**DOCUMENT SEGMENT**:

The Changing Moral Zeitgeist

July 18th, 2009

We live in an interesting time. Where we once simply remarked that India is changing, today we get to see that change happen. A liberal India is emerging out of the shackles, freeing herself from the grips of the ‘moral police’. Being open-minded and a free-thinker yourself, I am sure that you agree with me when I say that the recent Delhi High Court judgment reading down IPC section 377 is a giant leap for equality in India.

The judgment has been given a lot of press coverage in India and abroad. It deserves every bit of it, and not only because it decriminalizes homosexuality. The judgment has thrown the focus back on the very basis on which our society, country and constitution were formed.

If there is one constitutional tenet that can be said to be the underlying theme of the Indian Constitution, it is that of ‘inclusiveness’. This Court believes that the Indian Constitution reflects this value deeply ingrained in Indian society, nurtured over several generations. The inclusiveness that Indian society traditionally displayed, literally in every aspect of life, is manifest in recognising a role in society for everyone.

I believe that this judgment is historic, and the next generation of Indians will look at us with shock, and ask us what took us so long.

I realize that not everyone approves of gays and lesbians. I would like to ask these people how many gay friends they have; how many gay people they know on a personal level. My guess is that the answer is zero. Zilch. Nada. It is easy to judge an entire population or community en-masse when you don’t know anyone in the group on a personal level. It is easy to think that Muslims are terrorists; to think that blacks are inferior to whites; to think that queers are perverts. But go meet a real man who follows Islam, a real black person and a real gay man. You will find that your blanket opinions will shift sooner than you thought possible.

**REQUIRED ACTIONS**:
A: Answer these questions using the essay on the Section 377 ruling:
(i) What date does the essay carry?
(ii) Which court gave the judgment reading down IPC section 377?
(iii) Which constitutional tenet does the essay name as the underlying theme of the Indian Constitution?
B: Copy out the essay on the Section 377 ruling between "I realize that" and "you thought possible.", inclusive.
C: Write the next part of the essay on the Section 377 ruling, picking up after its final sentence.
The material after this essay comes from a separate source.

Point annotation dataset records
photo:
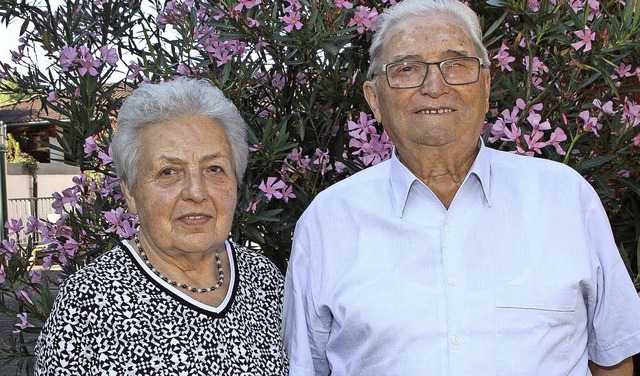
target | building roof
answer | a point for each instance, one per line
(30, 110)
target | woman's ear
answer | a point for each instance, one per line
(371, 95)
(129, 198)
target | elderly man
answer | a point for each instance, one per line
(452, 258)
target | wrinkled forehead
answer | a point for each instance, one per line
(437, 35)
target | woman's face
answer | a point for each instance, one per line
(186, 191)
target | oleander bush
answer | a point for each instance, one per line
(566, 86)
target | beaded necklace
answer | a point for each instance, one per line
(178, 284)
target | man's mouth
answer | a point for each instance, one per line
(435, 112)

**RESPONSES FOR EACH TASK**:
A:
(i) July 18th, 2009
(ii) The Delhi High Court
(iii) Inclusiveness

B:
I realize that not everyone approves of gays and lesbians. I would like to ask these people how many gay friends they have; how many gay people they know on a personal level. My guess is that the answer is zero. Zilch. Nada. It is easy to judge an entire population or community en-masse when you don’t know anyone in the group on a personal level. It is easy to think that Muslims are terrorists; to think that blacks are inferior to whites; to think that queers are perverts. But go meet a real man who follows Islam, a real black person and a real gay man. You will find that your blanket opinions will shift sooner than you thought possible.

C:
Go out and make friends with a gay man or woman. My hunch is that you will find that person personable and just like everybody else. (I don’t mean to suggest that you should make love to someone of the same sex. That would be entirely up to you.)

“Well,” you say, “so where does one go to find a gay friend?”

My answer to that question is that you don’t have to ‘go’ anywhere. All you have to do is open your mind and your eyes, and look around you. Queers are everywhere. It could be your close friend, someone in your class, someone at your workplace, your brother or sister, an uncle, an aunt or even a parent. But they may not be out to you yet, because they think you wouldn’t understand. Let people around you know that you are OK with homosexuality — tell them that — and you will find that they will come out to you themselves.

It is entirely possible, dare I say very likely, that you already have a gay friend. You just don’t know about it yet.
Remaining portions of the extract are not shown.